What is required:
Would you restate all of the entries verbatim, minus any images?
Excerpted records: Begin
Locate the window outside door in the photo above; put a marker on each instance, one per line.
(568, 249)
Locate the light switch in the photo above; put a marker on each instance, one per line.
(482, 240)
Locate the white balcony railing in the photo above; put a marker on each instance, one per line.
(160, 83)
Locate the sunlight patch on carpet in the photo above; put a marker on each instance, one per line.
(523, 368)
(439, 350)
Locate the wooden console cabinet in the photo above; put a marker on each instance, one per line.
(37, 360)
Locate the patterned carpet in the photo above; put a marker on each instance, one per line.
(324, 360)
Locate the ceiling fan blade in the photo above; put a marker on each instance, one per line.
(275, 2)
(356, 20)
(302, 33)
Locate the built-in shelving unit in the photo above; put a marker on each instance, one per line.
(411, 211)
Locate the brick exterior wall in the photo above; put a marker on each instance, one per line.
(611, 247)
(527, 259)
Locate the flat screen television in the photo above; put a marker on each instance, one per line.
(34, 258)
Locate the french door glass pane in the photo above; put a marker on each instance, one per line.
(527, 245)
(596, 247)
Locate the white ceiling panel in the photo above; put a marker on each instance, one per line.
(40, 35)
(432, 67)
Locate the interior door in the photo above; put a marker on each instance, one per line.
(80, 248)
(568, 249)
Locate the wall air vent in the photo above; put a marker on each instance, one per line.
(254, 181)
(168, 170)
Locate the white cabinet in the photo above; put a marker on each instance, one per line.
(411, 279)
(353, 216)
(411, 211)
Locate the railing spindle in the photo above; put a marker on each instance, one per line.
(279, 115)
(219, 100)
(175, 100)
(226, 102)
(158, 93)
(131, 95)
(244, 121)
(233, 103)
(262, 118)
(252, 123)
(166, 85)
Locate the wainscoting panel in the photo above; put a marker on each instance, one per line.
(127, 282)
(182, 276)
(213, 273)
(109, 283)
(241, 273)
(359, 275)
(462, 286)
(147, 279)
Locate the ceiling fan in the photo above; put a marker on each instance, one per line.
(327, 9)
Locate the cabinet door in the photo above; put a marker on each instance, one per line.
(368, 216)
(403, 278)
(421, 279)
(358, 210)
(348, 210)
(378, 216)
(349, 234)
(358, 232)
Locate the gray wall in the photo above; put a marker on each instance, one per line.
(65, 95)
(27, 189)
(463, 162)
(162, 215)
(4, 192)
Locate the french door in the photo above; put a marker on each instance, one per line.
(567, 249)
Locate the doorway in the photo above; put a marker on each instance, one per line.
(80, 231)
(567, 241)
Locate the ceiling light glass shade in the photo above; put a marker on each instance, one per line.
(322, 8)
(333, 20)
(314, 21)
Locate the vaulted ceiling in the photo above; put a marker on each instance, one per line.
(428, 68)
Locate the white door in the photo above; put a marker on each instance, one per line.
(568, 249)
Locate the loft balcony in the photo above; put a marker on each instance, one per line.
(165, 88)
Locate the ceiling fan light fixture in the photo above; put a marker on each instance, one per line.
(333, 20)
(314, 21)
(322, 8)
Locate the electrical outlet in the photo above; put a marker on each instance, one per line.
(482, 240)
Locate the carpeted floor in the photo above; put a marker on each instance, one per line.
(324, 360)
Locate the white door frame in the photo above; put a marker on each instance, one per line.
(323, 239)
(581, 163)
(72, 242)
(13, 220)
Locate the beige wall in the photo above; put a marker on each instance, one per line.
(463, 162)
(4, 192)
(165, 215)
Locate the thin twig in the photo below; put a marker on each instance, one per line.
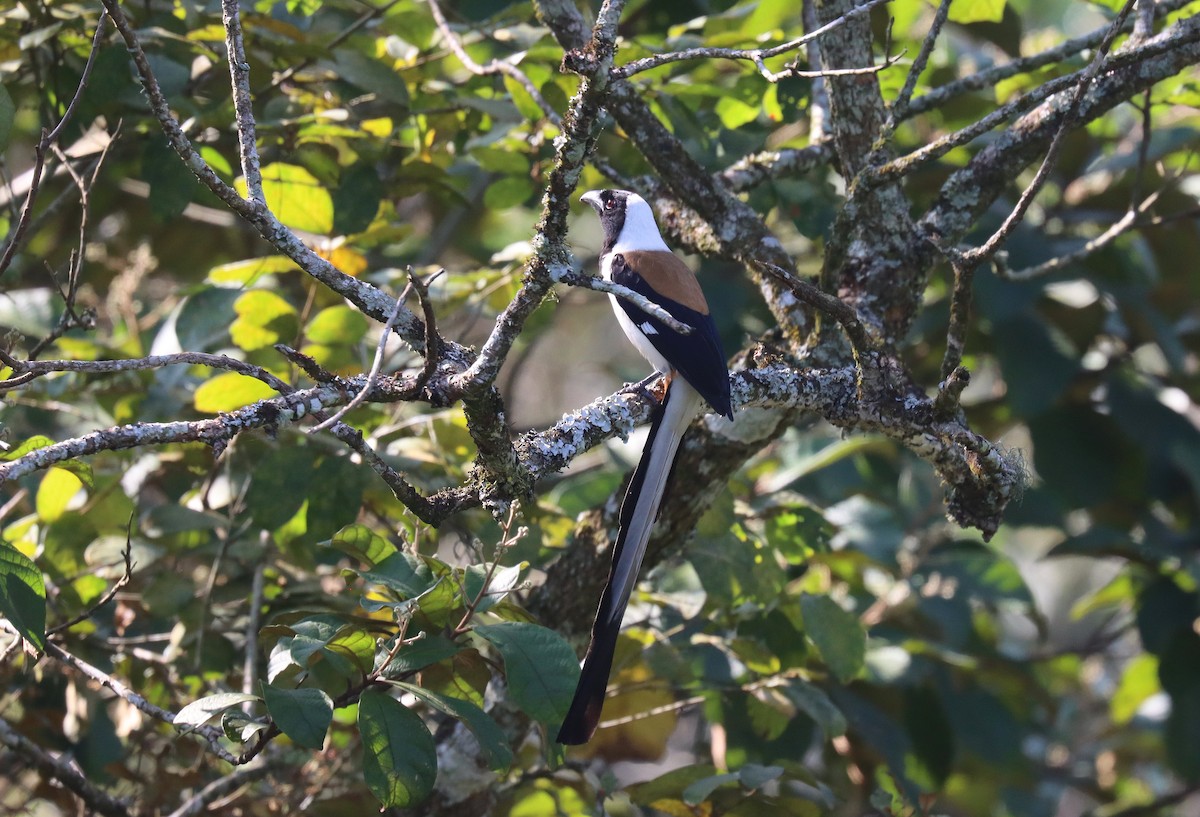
(57, 768)
(493, 67)
(751, 54)
(906, 164)
(820, 107)
(993, 244)
(624, 293)
(243, 102)
(111, 593)
(210, 733)
(910, 84)
(376, 366)
(989, 77)
(35, 368)
(1127, 222)
(844, 313)
(43, 145)
(328, 48)
(199, 803)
Excerpted records: End
Solution for this problem:
Locate the window outside door in the photo above; put a marker on each instance, one per line.
(568, 249)
Locate the light switch in the photo above; put a marker on each instance, one per line.
(482, 240)
Locate the white balcony railing in the photo above; put a marker on each instance, one per line.
(160, 83)
Locate the sunlight patch on carpet in the photo above; put a marker on each instance, one per line.
(523, 368)
(439, 350)
Locate the wooden console cabinet in the photo above; put a marker on each instance, one per line.
(37, 360)
Locate the patterned carpet in the photo above; put a marker on each instance, one per line.
(324, 360)
Locate the ceiling fan blade in the photo above; put a marker on each instance, one per line.
(275, 2)
(356, 20)
(302, 33)
Locate the built-in shelving unit in the photo above; put a marker on each instance, one per line.
(411, 211)
Locate the brick exterior wall in the photo above; put a marker on each instance, one per line.
(611, 247)
(527, 259)
Locate the flat screen television in the photo above; put a marker on each instance, one per line.
(34, 258)
Locate the french door glass pane in the photo above; put a marker on each instance, one per line.
(527, 245)
(596, 247)
Locate the white ceiling panel in the photo above; put a marker on each instance, one per line.
(40, 35)
(432, 67)
Locate the interior door in the photo above; put a marker on each instance, one per line.
(80, 248)
(568, 249)
Locate the wall air vent in the photo above; put a marker on each instance, one per line.
(254, 181)
(168, 170)
Locate the white cabinet in the photo above; put a marker on each instance, one per line.
(411, 279)
(353, 216)
(411, 211)
Locate the railing spindle in the photo above; put a marker on each instance, one per line.
(279, 115)
(219, 100)
(175, 100)
(226, 102)
(158, 93)
(131, 95)
(244, 121)
(233, 103)
(262, 118)
(252, 123)
(166, 85)
Locate the wainscoting panel in the photo above; put a marker on each instance, one per line.
(127, 282)
(182, 276)
(213, 273)
(109, 283)
(241, 273)
(359, 275)
(462, 286)
(147, 279)
Locate the ceiling fan in the photo above; put a marker on each instance, one per line.
(327, 9)
Locate the cabinet door in the photo above; put a marker on each instance, one per line.
(368, 216)
(403, 278)
(421, 279)
(358, 210)
(348, 210)
(378, 216)
(349, 234)
(358, 232)
Locate the gray wall in the photo above; put a marker on each instance, one per line.
(65, 95)
(27, 189)
(463, 162)
(162, 215)
(4, 192)
Locate the french door in the photo above; put a marker on each instance, one per line.
(567, 249)
Locate the doorway in the photo above; put a marker on each instance, one per line.
(80, 231)
(567, 241)
Locate the ceiling light glass shade in the photo above; put a marker on each instance, one per line.
(322, 8)
(333, 20)
(314, 21)
Locate the vaulted ceiling in the photo above; put a marker on each instance, one per line.
(428, 68)
Locate the white door in the photo above; put a marker on each instance, one per line.
(568, 249)
Locate the loft balcony in the photo above; put a marker on each instance, one per line.
(165, 88)
Locate the ceiling fan light fixture in the photo above; put a marker on each instance, one per line.
(333, 20)
(314, 21)
(322, 8)
Locate the electrical outlet in the photo above; put a marker on each instance, one per line.
(482, 240)
Locate the carpeted floor in the photo above; put a marker on each instance, one per line.
(324, 360)
Locate the white door frame in the photo above; put a marker on each instance, one per line.
(323, 239)
(581, 163)
(72, 242)
(13, 220)
Locate the beige wall in the photo above; put a marker on each instance, one per line.
(463, 162)
(4, 192)
(165, 215)
Locate the thin twig in the photo below; put a marker on each instance, one per line.
(57, 768)
(493, 67)
(751, 54)
(906, 164)
(820, 107)
(993, 244)
(624, 293)
(243, 102)
(111, 593)
(210, 733)
(910, 84)
(376, 366)
(989, 77)
(35, 368)
(1127, 222)
(844, 313)
(43, 145)
(328, 48)
(199, 803)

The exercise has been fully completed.